**DOCUMENT SECTION:**
-=-=-
Datadog has been using Temporal to manage complex workflows and some Datadog employees have become Temporal power users and others have become contributors to the project.
Let’s take a look at some examples of the partnership between Datadog and Temporal and what both organizations have done to help improve the experience for Temporal users.
Simplifying Temporal
This partnership really started with a basic idea, one that the Temporal folks had been thinking about for a long time already: simplifying Temporal into a single binary instead of a collection of containers and commands that needed to be orchestrated separately.
Jacob LeGrone developed a minimum viable product of Temporal as a single binary, leveraging the power and flexibility of SQLite, an in-memory SQL database. This project was called temporalite
.
Temporalite was so successful at streamlining the Temporal experience that the team wanted to go all-in on the temporalite
approach as the default for onboarding folks, but having the recommended getting started tooling owned by another company presented a challenge.
In 2022, Datadog transferred ownership of temporalite
to the Temporal GitHub Organization and it has become the point of entry into the Temporal ecosystem, being folded eventually into the temporal server
command that was added to the Temporal CLI.
Where are some of the places that Datadog is running temporalite
today?
In our CI for integration tests, and we’re also starting to experiment with runbooks to recover from Temporal server outages that require automation built in Temporal (eg. to scale up a Cassandra cluster).
The Datadog/Temporal partnership has been continuing to strengthen because developers at Datadog use Temporal a lot and they also love contributing to open source projects - and temporalite
wasn’t the only contribution Datadog employees made to the Temporal project.
Visualizing Workflows
Sebastian Neira, former Software Engineer at Datadog, was new to Datadog and using Temporal frequently. He found that he was frustrated with the existing state of Temporal workflow visualization and started tinkering with a tool to better visualize Temporal workflows.
As Datadog’s engineering organization runs a couple of internal two-day hackathons each year, Sebastian put the idea out there as a Request for Comments (RFC) just before the Winter 2022 Hackathon.
The feedback on that RFC gave him direction and motivation for his hackathon efforts.
Forty eight hours later, Sebastian had expanded his MVP into a mostly-finished prototype. This internal tool was such a hit that the team shared it in the Temporal Slack - and everyone was excited about it. It took about 6 months for Sebastian to wrap up other initiatives and have a chance to revisit his hackathon project.
Once he got back into it, for the next few months he found himself not only immersed in a new language ecosystem with Golang, but also focusing full-time on upstreaming this new functionality. Working with Temporal was his first time making contributions to a major Open Source project with stringent requirements and multiple rounds of Pull Request (PR) review. This was a new challenge as he learned the ins and outs of Go, and the requirements of the Temporal project, to finally get the new workflow trace
command added to the Temporal CLI.
-=-=-
**ENTRIES PROVIDED:**
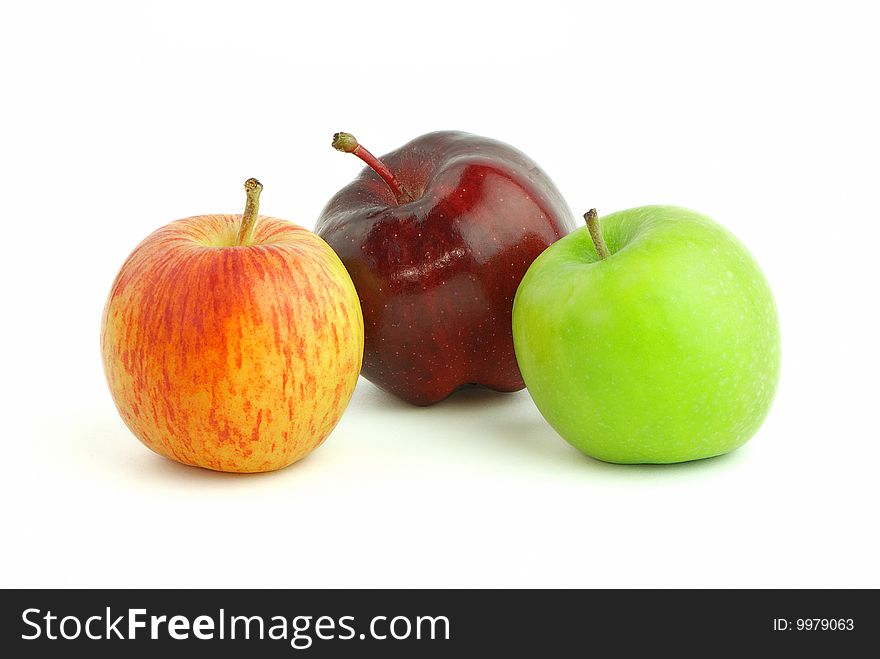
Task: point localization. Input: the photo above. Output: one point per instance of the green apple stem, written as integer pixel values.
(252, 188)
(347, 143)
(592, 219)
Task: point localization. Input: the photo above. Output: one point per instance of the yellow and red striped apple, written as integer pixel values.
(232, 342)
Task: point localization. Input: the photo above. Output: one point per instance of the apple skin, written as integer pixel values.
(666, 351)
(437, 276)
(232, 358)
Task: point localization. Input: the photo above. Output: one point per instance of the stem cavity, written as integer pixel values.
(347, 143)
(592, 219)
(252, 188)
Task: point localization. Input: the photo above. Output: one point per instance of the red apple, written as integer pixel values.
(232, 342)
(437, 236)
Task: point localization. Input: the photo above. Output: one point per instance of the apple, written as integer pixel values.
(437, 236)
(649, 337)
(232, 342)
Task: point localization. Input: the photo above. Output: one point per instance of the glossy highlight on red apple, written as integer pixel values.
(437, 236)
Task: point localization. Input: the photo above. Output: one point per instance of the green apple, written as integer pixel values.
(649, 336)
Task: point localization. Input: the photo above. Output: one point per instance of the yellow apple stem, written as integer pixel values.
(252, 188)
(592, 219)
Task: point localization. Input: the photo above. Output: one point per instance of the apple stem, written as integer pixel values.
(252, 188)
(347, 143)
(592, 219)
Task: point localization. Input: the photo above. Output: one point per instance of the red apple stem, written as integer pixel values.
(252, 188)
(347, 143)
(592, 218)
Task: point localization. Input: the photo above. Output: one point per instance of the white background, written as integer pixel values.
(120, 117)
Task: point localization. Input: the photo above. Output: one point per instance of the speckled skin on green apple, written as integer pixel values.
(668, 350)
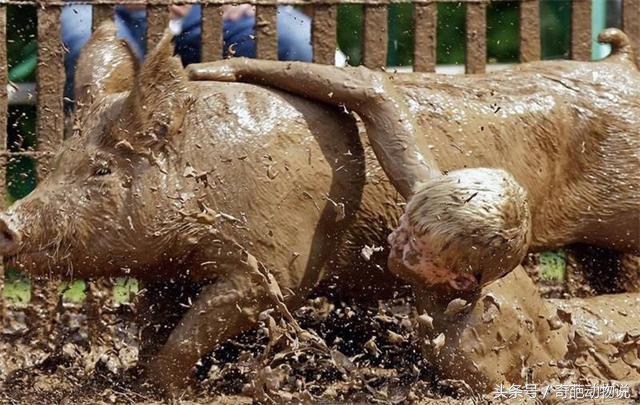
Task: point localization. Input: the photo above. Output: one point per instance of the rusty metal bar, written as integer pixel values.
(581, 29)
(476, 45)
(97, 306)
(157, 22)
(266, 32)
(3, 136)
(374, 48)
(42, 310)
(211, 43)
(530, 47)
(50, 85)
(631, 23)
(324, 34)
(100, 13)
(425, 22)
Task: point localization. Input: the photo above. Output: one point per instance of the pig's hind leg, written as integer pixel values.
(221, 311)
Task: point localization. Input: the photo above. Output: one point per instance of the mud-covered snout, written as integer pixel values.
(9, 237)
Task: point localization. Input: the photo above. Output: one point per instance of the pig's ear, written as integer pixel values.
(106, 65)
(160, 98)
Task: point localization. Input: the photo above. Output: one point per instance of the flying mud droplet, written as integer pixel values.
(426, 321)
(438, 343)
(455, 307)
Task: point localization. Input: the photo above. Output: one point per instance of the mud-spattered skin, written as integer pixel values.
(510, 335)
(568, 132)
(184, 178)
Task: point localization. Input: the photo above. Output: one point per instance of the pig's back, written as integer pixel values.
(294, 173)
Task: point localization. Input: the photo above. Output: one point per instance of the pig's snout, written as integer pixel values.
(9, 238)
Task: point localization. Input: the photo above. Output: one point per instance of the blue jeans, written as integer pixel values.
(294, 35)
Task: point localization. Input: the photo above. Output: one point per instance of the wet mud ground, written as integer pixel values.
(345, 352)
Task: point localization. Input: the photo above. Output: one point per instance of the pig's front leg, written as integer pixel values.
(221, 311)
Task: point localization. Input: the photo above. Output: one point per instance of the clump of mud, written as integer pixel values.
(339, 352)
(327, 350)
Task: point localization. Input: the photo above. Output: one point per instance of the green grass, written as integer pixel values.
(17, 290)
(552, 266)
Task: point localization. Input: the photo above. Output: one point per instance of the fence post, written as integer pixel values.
-=-=-
**PROBLEM TO WORK ON:** Reproduce the article on Datadog and Temporal, everything from "Temporalite was so" down to "was added to the Temporal CLI.", substituting "stewardship" for "ownership". The items are separate from the article on Datadog and Temporal.

**TASK OUTPUT:**
Temporalite was so successful at streamlining the Temporal experience that the team wanted to go all-in on the temporalite
approach as the default for onboarding folks, but having the recommended getting started tooling owned by another company presented a challenge.
In 2022, Datadog transferred stewardship of temporalite
to the Temporal GitHub Organization and it has become the point of entry into the Temporal ecosystem, being folded eventually into the temporal server
command that was added to the Temporal CLI.